— START Raw data —
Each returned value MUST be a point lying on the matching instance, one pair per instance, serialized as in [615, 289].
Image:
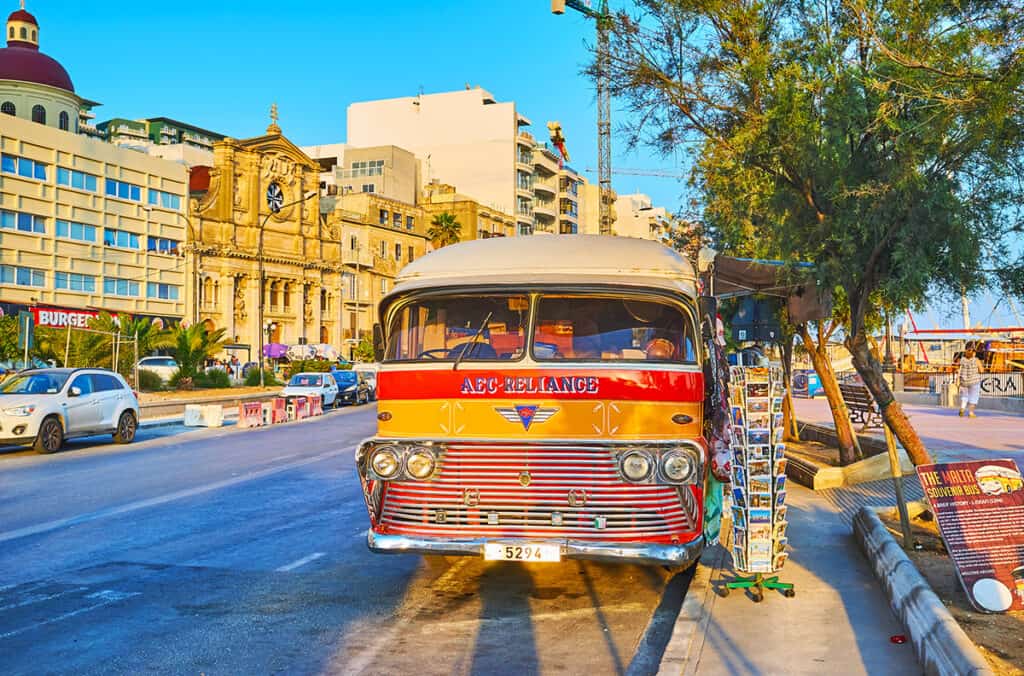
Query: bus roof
[558, 259]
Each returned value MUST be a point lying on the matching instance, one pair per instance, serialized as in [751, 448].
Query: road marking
[169, 497]
[108, 595]
[301, 561]
[39, 598]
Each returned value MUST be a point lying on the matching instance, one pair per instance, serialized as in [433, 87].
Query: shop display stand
[758, 480]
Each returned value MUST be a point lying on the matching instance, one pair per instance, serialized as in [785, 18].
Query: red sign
[60, 318]
[980, 510]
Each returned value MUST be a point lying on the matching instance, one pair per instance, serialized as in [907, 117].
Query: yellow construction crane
[603, 19]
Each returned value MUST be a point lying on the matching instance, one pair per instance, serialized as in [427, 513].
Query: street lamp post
[274, 203]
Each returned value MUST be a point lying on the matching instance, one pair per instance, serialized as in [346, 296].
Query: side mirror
[378, 342]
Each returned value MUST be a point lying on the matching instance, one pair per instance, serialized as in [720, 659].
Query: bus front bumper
[682, 555]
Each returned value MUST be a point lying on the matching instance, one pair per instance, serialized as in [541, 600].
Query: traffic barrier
[250, 414]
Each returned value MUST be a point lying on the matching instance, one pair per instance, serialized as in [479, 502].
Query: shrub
[252, 378]
[150, 381]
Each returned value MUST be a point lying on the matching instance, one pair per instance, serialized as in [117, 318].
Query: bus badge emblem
[526, 415]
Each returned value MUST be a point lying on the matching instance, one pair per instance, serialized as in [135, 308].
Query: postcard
[759, 405]
[757, 436]
[757, 390]
[760, 516]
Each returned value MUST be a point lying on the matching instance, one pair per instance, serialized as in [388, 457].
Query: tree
[444, 229]
[193, 345]
[887, 137]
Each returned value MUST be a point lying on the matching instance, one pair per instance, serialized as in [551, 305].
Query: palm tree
[444, 229]
[195, 344]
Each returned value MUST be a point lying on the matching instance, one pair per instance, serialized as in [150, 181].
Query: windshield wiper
[469, 345]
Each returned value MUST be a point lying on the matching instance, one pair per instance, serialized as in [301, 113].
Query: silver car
[44, 407]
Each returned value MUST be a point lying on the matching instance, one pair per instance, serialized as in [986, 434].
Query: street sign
[979, 506]
[26, 330]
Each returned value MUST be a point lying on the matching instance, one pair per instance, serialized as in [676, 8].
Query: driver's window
[84, 383]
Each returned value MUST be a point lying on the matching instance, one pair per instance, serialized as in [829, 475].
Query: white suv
[43, 407]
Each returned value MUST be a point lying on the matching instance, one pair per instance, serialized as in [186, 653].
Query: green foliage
[252, 378]
[365, 350]
[150, 381]
[444, 229]
[193, 345]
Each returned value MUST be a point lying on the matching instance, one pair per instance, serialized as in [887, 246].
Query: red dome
[29, 65]
[22, 15]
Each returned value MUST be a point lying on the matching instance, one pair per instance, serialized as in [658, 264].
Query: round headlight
[676, 466]
[420, 464]
[385, 463]
[636, 466]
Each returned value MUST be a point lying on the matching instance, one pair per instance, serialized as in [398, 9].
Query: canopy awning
[730, 278]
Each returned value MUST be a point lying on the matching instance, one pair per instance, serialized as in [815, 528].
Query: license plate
[496, 551]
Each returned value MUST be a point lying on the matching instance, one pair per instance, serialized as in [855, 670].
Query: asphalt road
[240, 551]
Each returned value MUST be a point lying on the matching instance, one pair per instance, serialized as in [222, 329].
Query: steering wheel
[436, 353]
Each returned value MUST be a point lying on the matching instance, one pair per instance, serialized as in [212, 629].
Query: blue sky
[220, 65]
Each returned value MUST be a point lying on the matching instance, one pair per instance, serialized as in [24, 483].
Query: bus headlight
[385, 462]
[636, 466]
[677, 466]
[420, 463]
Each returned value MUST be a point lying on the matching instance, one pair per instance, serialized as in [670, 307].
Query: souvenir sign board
[758, 469]
[979, 506]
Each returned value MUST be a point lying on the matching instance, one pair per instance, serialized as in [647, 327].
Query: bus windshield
[465, 328]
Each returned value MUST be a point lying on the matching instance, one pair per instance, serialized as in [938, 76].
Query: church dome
[22, 60]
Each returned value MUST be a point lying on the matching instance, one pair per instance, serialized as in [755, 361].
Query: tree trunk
[870, 370]
[849, 450]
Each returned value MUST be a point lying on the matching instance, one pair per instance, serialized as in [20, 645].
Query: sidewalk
[839, 621]
[946, 435]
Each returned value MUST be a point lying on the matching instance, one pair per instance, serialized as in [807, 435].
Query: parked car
[165, 367]
[370, 371]
[352, 386]
[312, 384]
[44, 407]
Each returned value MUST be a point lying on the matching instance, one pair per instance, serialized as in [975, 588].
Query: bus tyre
[127, 426]
[50, 436]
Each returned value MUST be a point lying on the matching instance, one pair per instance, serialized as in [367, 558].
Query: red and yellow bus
[541, 398]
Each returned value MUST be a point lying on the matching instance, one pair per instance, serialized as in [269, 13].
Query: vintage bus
[541, 398]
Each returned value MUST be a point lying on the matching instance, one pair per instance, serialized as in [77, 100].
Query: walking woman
[970, 377]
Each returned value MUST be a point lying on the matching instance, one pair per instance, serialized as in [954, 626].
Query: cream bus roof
[551, 259]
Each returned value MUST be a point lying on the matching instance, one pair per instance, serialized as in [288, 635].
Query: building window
[161, 291]
[165, 200]
[120, 239]
[74, 230]
[11, 164]
[79, 179]
[123, 191]
[163, 245]
[75, 282]
[115, 286]
[23, 277]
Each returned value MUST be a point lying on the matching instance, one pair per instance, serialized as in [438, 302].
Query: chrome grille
[614, 510]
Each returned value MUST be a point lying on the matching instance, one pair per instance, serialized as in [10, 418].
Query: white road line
[301, 561]
[170, 497]
[109, 596]
[39, 598]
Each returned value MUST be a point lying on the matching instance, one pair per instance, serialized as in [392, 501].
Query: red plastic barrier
[279, 410]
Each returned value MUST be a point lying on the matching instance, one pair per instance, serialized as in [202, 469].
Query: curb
[940, 643]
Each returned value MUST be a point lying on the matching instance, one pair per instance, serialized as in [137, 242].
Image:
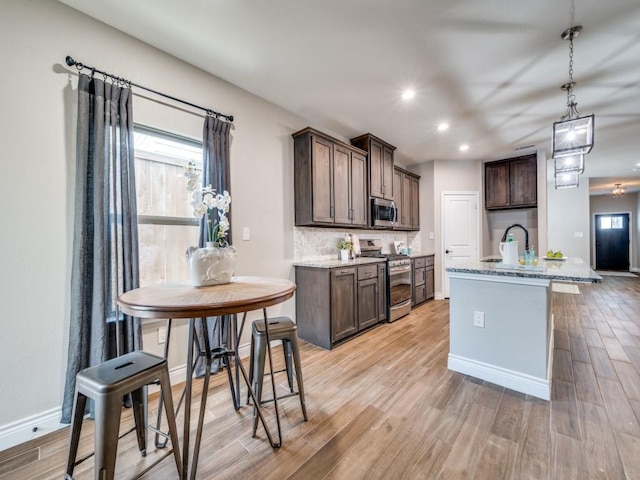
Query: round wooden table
[241, 295]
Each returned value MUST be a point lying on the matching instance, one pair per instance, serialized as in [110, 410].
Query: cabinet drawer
[369, 271]
[419, 262]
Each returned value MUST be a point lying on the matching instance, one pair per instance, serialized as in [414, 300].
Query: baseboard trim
[47, 422]
[31, 427]
[519, 382]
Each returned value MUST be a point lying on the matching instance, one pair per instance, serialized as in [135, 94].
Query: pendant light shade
[573, 133]
[567, 180]
[573, 136]
[570, 164]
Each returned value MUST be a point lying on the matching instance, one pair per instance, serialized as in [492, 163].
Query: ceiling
[492, 69]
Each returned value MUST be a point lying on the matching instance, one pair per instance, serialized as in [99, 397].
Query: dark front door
[612, 241]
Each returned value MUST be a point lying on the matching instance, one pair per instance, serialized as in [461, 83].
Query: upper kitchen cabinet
[330, 181]
[511, 183]
[407, 199]
[380, 165]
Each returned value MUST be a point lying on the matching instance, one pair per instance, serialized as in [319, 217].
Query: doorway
[461, 231]
[612, 241]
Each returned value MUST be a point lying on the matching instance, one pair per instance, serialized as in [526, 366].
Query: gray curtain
[215, 172]
[105, 239]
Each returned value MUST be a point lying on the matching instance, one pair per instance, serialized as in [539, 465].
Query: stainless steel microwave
[383, 213]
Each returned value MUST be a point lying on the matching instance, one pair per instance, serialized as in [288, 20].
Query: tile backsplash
[320, 243]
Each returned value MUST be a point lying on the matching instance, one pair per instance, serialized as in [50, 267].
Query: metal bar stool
[106, 384]
[284, 329]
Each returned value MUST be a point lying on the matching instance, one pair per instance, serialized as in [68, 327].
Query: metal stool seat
[285, 330]
[106, 384]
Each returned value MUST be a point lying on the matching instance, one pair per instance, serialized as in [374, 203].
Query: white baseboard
[519, 382]
[46, 422]
[29, 428]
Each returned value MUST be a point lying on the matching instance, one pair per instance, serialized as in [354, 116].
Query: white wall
[37, 131]
[427, 201]
[609, 204]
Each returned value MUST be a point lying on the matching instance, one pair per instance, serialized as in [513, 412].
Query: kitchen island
[501, 322]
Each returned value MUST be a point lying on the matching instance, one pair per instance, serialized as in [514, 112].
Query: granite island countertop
[569, 270]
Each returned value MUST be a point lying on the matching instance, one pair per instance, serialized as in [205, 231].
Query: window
[611, 222]
[166, 224]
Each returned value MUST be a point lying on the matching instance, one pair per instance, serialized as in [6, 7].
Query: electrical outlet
[162, 335]
[478, 319]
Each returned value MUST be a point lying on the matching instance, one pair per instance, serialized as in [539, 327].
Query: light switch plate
[478, 319]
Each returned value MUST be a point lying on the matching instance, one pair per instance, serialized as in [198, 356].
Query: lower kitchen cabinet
[423, 279]
[334, 304]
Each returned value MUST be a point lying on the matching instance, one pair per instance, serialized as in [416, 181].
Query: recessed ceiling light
[408, 94]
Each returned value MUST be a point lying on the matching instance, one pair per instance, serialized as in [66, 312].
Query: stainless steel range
[398, 278]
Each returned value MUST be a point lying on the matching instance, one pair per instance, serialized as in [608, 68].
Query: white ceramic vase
[211, 265]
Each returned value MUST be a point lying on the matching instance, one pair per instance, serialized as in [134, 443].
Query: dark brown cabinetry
[330, 181]
[511, 183]
[423, 279]
[333, 304]
[407, 199]
[380, 165]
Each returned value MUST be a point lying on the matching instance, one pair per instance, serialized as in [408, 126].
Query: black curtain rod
[80, 66]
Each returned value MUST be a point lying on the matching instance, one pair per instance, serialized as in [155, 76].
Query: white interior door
[461, 231]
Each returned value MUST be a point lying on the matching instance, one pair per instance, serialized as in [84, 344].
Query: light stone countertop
[570, 269]
[337, 263]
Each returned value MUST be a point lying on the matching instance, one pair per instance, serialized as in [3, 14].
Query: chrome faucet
[526, 234]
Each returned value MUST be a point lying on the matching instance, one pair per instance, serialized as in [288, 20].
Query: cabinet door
[322, 180]
[430, 283]
[523, 181]
[376, 182]
[341, 185]
[387, 173]
[406, 201]
[415, 203]
[496, 184]
[382, 292]
[397, 200]
[358, 189]
[367, 303]
[344, 319]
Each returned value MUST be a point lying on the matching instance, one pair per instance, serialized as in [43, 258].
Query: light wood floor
[384, 406]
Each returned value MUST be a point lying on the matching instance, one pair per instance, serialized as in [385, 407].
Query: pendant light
[570, 164]
[573, 133]
[618, 190]
[567, 180]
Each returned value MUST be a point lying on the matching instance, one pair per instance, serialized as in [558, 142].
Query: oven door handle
[402, 269]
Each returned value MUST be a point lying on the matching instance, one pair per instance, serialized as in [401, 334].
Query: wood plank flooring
[384, 406]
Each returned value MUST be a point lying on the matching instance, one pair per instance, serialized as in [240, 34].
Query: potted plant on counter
[344, 247]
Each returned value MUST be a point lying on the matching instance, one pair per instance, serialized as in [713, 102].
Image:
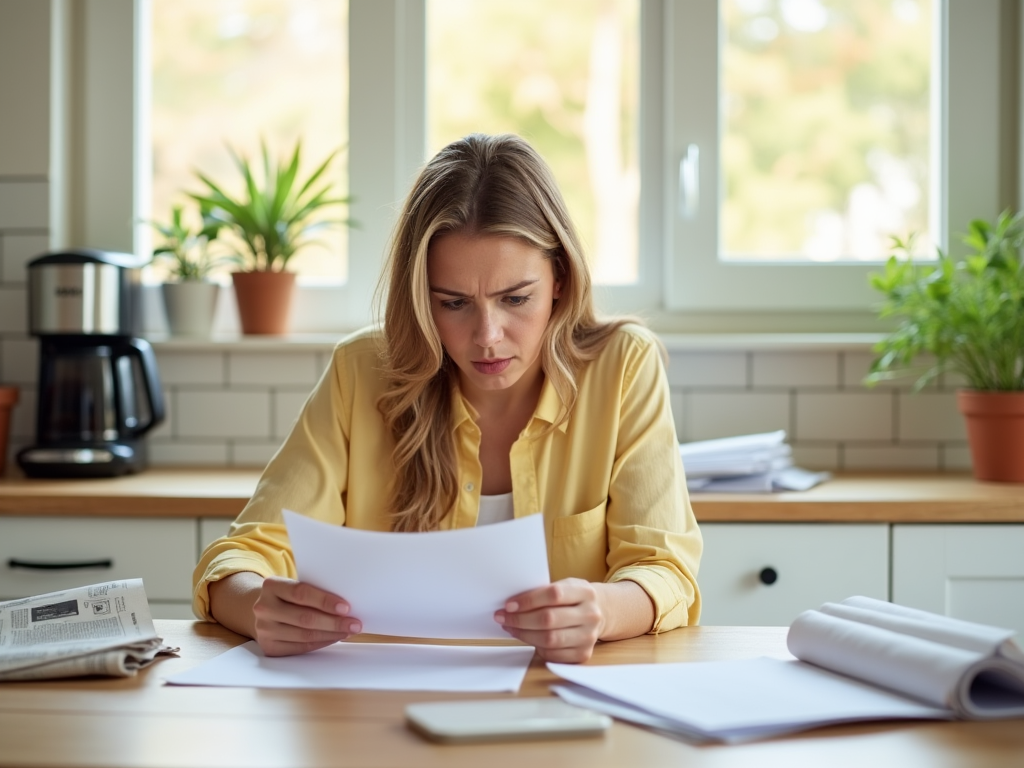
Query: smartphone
[503, 720]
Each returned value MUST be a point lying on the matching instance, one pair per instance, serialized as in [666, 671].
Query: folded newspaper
[745, 464]
[859, 659]
[103, 629]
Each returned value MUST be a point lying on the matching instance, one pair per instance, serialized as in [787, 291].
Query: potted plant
[968, 314]
[189, 297]
[269, 221]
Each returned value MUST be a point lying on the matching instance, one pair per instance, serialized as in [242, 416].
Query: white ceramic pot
[190, 306]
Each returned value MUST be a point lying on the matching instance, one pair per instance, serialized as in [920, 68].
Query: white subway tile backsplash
[25, 205]
[190, 368]
[725, 414]
[183, 454]
[13, 310]
[887, 456]
[708, 370]
[955, 456]
[223, 414]
[796, 370]
[930, 416]
[272, 369]
[286, 410]
[18, 360]
[253, 454]
[18, 250]
[818, 457]
[844, 416]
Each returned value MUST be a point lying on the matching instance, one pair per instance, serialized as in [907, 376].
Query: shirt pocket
[580, 545]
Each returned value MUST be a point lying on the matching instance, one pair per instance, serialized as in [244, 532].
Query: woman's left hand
[563, 621]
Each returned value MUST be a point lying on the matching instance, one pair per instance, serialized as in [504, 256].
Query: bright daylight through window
[826, 140]
[235, 73]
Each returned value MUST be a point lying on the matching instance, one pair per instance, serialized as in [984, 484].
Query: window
[238, 73]
[681, 280]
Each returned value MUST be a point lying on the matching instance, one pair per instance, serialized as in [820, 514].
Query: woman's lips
[492, 367]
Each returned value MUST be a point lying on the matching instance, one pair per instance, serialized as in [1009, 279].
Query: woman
[492, 391]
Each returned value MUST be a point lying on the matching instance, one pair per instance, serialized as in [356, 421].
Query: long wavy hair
[480, 185]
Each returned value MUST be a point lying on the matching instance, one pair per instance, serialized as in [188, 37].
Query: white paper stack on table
[859, 659]
[101, 629]
[745, 464]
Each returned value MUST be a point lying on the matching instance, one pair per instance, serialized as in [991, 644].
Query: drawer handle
[36, 565]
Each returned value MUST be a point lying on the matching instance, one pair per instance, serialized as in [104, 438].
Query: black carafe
[98, 386]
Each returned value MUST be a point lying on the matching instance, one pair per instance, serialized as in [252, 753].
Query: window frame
[682, 286]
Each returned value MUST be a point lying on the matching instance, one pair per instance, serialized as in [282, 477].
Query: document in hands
[859, 659]
[102, 629]
[435, 585]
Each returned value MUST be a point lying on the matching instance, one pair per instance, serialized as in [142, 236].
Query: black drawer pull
[36, 565]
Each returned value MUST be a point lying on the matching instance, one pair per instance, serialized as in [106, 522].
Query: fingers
[562, 621]
[295, 617]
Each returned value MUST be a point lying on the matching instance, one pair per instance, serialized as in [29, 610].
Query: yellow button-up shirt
[608, 480]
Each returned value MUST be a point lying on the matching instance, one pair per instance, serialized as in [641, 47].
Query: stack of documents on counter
[440, 585]
[103, 629]
[859, 659]
[747, 464]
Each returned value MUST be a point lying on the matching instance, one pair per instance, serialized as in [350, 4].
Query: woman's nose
[488, 329]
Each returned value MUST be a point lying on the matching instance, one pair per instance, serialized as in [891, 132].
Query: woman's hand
[563, 621]
[293, 617]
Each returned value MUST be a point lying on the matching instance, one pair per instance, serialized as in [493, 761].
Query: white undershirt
[495, 509]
— END Raw data —
▶ Task objective
Set down exactly what runs from the line with "in [106, 522]." to the last line of the data above, including both of those lines and no others.

▶ Result of this task
Each returned value MUST be a point lying on the matching instance, one pair per instance, serialized as in [106, 522].
Query: fingers
[562, 621]
[295, 617]
Each returned value MUST be a point lying on the matching instance, one pair per instance, serialized as in [29, 610].
Query: yellow button-up shirt
[608, 480]
Each returned value MUST be a point lying on the matching instance, one pair per instance, serialized as in [641, 47].
Query: stack of documents on counter
[440, 585]
[103, 629]
[859, 659]
[747, 464]
Each returned value MUST be a point lying on the matching instance, one pair per instance, serialized as in [350, 4].
Query: woman's nose
[488, 329]
Each returned value MUST be a point lying on the matching instance, one pair per instance, serialized as in [891, 132].
Query: woman's hand
[563, 621]
[293, 617]
Each returned value MUST be a point lying on the matching instance, one pair per instance, serialized as in [493, 761].
Query: white undershirt
[495, 509]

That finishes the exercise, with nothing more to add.